■ **PROBLEM DETAILS**
Recast the stretch from the start of the material through the line containing "[[59, 188]]" as a JSON list of strings, one string per line, with blank lines omitted.
--- BEGIN PROVIDED MATERIAL ---
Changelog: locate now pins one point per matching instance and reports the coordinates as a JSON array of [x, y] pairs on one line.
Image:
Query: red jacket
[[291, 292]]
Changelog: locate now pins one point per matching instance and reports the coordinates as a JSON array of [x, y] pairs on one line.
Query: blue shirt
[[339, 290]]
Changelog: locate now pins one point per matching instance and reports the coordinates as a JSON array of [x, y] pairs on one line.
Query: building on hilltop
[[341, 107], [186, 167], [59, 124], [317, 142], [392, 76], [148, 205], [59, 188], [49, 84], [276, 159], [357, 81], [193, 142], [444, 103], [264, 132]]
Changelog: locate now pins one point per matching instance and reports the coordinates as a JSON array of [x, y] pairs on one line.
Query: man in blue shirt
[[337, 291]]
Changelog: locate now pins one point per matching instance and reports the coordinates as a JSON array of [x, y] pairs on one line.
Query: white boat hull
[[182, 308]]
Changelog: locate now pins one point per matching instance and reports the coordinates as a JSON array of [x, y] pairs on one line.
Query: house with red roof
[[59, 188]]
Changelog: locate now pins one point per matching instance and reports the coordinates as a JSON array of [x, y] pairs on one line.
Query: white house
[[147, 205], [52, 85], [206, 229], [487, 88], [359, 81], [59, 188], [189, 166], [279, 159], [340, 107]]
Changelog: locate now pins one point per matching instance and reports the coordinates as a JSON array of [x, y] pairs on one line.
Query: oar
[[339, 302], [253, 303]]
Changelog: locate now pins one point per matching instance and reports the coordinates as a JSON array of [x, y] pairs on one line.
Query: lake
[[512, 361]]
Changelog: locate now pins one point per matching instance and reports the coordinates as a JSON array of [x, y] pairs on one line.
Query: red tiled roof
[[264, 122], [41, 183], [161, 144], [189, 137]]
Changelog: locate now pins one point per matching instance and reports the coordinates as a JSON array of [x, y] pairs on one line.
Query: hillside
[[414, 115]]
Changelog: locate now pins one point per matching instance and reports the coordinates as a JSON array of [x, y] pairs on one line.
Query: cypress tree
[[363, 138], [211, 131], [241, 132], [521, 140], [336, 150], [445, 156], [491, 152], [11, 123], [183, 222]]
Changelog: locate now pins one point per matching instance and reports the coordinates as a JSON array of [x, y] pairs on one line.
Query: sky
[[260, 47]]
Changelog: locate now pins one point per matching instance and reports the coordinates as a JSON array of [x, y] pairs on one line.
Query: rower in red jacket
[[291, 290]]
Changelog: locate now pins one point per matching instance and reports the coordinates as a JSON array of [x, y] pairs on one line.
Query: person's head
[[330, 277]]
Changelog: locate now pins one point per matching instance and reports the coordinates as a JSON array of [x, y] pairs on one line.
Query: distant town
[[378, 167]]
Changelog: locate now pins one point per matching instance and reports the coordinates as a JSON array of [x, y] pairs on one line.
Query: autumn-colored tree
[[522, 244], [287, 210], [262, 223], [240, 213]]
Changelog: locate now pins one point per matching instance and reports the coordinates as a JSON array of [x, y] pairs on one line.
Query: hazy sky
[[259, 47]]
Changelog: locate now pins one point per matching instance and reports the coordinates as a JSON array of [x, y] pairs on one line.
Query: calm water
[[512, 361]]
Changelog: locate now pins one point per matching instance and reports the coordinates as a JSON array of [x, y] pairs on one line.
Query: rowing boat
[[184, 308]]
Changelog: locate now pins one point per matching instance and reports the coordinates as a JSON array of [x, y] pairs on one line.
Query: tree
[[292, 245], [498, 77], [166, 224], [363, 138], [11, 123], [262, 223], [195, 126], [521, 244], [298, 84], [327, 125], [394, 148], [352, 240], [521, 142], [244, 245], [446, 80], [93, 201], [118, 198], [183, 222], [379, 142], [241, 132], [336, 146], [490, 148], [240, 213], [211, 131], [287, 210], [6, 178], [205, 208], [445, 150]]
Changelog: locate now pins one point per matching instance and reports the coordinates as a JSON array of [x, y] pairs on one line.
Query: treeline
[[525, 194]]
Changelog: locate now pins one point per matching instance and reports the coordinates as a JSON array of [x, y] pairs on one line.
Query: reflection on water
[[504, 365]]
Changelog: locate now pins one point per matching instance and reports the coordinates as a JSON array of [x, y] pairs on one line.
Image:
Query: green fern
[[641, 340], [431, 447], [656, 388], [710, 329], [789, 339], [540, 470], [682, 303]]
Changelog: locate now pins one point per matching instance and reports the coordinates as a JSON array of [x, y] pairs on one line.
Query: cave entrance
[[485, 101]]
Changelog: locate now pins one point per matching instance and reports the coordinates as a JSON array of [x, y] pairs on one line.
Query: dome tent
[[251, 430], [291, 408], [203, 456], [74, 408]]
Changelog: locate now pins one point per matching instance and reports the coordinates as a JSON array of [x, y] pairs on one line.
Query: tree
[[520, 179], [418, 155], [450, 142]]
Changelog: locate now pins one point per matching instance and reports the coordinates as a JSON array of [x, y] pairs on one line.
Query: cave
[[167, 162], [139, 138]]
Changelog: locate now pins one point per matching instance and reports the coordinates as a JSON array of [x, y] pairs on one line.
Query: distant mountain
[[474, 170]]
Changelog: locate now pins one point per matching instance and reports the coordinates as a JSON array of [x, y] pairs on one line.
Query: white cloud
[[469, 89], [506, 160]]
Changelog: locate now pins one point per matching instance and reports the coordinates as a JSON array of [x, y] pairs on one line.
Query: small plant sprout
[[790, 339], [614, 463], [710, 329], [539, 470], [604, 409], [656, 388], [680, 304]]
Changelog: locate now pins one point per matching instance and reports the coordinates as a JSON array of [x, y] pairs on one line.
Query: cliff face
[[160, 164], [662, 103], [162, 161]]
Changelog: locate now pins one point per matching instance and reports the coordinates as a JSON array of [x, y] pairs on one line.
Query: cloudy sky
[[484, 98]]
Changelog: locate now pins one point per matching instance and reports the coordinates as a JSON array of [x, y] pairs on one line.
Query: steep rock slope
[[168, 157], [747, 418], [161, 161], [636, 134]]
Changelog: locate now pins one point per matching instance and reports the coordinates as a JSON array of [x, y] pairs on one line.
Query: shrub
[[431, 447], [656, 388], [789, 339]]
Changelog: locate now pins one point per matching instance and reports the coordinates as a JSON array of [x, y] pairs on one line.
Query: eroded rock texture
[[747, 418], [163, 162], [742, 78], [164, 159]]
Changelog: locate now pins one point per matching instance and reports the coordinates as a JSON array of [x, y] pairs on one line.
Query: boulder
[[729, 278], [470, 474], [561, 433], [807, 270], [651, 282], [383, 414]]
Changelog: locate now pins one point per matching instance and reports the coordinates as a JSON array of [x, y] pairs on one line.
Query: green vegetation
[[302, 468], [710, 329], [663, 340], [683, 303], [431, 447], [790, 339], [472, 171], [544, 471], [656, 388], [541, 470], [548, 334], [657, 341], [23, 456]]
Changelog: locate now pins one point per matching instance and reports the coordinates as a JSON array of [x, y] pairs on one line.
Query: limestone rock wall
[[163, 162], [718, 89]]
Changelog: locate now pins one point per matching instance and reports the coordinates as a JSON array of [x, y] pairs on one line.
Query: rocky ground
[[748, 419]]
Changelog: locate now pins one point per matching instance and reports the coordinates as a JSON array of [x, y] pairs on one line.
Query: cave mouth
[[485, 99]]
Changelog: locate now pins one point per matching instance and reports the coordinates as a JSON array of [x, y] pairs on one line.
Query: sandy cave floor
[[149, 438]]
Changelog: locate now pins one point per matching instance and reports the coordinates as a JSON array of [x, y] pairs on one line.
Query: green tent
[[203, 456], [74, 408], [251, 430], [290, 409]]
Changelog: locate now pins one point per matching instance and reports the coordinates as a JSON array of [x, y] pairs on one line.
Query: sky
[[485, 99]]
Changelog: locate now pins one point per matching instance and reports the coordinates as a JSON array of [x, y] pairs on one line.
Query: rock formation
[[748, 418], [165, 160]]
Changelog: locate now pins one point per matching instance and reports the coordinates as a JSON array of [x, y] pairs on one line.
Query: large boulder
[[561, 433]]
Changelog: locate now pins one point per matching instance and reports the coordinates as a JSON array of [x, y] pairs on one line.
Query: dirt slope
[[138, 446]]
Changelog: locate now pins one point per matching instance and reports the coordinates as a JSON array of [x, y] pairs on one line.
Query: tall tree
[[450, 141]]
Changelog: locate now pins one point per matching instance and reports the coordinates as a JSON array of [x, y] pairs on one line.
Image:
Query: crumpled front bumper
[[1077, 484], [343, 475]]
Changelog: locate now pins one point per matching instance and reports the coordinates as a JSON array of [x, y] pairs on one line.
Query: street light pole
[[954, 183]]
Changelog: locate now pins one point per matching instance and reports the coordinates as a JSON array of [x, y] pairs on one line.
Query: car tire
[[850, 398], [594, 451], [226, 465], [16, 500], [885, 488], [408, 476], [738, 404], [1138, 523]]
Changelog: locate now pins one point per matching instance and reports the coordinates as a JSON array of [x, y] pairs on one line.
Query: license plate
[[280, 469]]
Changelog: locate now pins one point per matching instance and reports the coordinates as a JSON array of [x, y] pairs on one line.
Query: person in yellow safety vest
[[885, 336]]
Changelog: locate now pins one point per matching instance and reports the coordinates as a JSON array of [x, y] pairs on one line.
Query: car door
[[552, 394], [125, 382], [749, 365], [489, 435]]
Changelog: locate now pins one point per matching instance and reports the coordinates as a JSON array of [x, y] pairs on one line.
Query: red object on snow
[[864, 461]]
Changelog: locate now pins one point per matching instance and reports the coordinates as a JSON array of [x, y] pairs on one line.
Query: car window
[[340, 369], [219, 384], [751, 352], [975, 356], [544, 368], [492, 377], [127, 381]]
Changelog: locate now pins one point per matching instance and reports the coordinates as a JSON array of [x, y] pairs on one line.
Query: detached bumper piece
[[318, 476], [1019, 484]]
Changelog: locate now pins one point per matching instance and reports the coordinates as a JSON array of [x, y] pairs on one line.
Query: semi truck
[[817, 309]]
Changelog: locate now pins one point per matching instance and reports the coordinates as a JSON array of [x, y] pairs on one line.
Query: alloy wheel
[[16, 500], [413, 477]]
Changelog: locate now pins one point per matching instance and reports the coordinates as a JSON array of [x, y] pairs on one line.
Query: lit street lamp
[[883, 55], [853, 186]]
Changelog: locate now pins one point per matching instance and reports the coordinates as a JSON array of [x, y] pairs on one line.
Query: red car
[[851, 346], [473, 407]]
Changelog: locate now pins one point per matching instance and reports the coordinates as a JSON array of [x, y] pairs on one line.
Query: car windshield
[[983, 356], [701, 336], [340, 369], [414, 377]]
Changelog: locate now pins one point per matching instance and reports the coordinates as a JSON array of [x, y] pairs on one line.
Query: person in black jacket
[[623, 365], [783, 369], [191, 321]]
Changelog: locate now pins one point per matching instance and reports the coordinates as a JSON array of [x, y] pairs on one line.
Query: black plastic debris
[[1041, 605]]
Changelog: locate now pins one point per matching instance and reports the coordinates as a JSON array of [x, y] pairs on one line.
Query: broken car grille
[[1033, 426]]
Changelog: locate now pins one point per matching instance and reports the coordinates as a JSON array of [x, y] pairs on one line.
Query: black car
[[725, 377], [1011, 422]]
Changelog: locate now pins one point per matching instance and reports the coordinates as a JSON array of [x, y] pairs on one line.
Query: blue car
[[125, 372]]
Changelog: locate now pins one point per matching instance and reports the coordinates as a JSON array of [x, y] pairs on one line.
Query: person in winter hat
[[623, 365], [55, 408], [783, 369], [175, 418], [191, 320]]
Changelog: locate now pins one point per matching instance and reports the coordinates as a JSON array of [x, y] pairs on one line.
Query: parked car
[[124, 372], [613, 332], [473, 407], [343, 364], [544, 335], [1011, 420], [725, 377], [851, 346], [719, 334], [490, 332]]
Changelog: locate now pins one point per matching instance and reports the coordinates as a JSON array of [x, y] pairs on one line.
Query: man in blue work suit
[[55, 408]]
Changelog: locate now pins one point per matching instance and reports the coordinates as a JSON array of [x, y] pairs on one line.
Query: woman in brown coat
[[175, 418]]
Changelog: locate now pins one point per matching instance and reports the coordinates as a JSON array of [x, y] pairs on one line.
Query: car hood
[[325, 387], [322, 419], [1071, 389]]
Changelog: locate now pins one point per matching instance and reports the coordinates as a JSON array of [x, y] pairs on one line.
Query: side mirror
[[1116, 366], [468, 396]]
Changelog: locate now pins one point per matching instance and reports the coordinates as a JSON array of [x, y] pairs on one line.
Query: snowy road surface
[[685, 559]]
--- END PROVIDED MATERIAL ---
■ **TASK RESULT**
[
  "Changelog: locate now pins one point per matching instance and reports the coordinates as a JSON array of [x, y] pairs on one line.",
  "Image:",
  "Query: red jacket",
  "[[291, 292]]",
  "Changelog: locate now pins one point per matching instance and reports the coordinates as a JSON array of [x, y] pairs on one line.",
  "Query: blue shirt",
  "[[339, 290]]",
  "Changelog: locate now pins one point per matching instance and reports the coordinates as a JSON array of [x, y] pairs on one line.",
  "Query: building on hilltop",
  "[[341, 107], [186, 167], [59, 124], [317, 142], [392, 76], [148, 205], [59, 188], [49, 84], [276, 159], [357, 81], [193, 142], [444, 103], [264, 132]]",
  "Changelog: locate now pins one point per matching instance and reports the coordinates as a JSON array of [x, y] pairs on one line.",
  "Query: man in blue shirt",
  "[[337, 291]]",
  "Changelog: locate now pins one point per matching instance and reports the coordinates as a JSON array of [x, y] pairs on one line.",
  "Query: white boat hull",
  "[[182, 308]]",
  "Changelog: locate now pins one point per matching instance and reports the coordinates as a JSON array of [x, y] pairs on one line.",
  "Query: house with red roof",
  "[[59, 188]]"
]